__SHORT TASK__. Copy out all of the records below, requests included, but shift every x and y coordinate in the answers up by 36.

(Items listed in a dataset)
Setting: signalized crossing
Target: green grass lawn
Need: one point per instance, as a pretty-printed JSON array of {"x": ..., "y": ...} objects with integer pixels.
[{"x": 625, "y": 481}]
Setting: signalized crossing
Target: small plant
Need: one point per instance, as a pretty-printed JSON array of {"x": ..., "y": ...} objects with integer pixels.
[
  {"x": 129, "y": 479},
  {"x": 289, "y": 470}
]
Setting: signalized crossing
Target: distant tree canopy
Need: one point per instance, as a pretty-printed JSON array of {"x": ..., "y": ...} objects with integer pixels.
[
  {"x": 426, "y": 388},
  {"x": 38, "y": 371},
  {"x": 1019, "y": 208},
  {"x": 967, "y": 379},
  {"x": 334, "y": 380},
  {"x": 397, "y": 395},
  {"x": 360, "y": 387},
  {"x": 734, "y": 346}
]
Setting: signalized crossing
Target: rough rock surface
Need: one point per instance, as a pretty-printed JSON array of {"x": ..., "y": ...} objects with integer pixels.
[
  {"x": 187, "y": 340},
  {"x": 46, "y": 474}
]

__ANSWER TO THIS EXERCISE__.
Setting: signalized crossing
Target: green grass lawn
Need: one point per instance, as a pretty-printed JSON array of {"x": ..., "y": ...} objects with integer pixels.
[{"x": 661, "y": 517}]
Setting: signalized crossing
Target: small plant
Need: one point per instance, as a pretty-printed JSON array of {"x": ..., "y": ...} objects with integer pixels.
[
  {"x": 165, "y": 515},
  {"x": 325, "y": 506}
]
Setting: signalized crossing
Target: distant tree canopy
Need: one point per instance, as a pretty-printed JSON array of {"x": ..., "y": ...} objects with integer pixels.
[
  {"x": 462, "y": 424},
  {"x": 74, "y": 407},
  {"x": 1055, "y": 244},
  {"x": 1003, "y": 415},
  {"x": 370, "y": 416},
  {"x": 433, "y": 431},
  {"x": 396, "y": 423},
  {"x": 770, "y": 382}
]
Setting: signalized crossing
Target: rough rock surface
Need: one point per instance, as a pretty-printed JSON array of {"x": ..., "y": ...} objects with integer pixels.
[
  {"x": 223, "y": 376},
  {"x": 82, "y": 510}
]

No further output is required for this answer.